| Data provided |
-*-*-
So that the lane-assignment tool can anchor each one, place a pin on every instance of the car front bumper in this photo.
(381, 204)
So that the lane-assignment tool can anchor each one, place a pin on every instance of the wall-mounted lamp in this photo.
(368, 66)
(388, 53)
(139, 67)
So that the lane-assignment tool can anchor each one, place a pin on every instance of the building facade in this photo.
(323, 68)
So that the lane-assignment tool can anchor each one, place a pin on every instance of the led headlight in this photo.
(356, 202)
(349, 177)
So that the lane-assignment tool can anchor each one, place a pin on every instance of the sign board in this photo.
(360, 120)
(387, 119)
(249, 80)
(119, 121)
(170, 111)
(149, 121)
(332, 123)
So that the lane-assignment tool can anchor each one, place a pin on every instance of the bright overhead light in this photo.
-*-*-
| The exercise |
Render the records above as a JSON list of strings with one string per line, leaving out any blank lines.

| Written response |
[
  "So that the lane-assignment tool can anchor each one, place a pin on every instance of the car front bumper in this photo.",
  "(381, 204)",
  "So that the lane-assignment tool can anchor each one, place a pin on every instance of the wall-mounted lamp in this photo.",
  "(368, 66)",
  "(388, 53)",
  "(139, 67)",
  "So that the lane-assignment tool can anchor each one, place a pin on every instance of the building facade in this photo.",
  "(323, 68)",
  "So that the lane-assignment tool can anchor each one, place a pin on every instance of the led headlight in this photo.",
  "(356, 202)",
  "(349, 177)",
  "So that the lane-assignment tool can anchor each one, place a pin on every instance of the sign board in this photo.",
  "(360, 120)",
  "(387, 119)",
  "(249, 80)",
  "(119, 121)",
  "(170, 111)",
  "(149, 121)",
  "(332, 123)",
  "So that the lane-assignment tool can anchor each one, place a pin on every instance of the bright overhead light in this photo."
]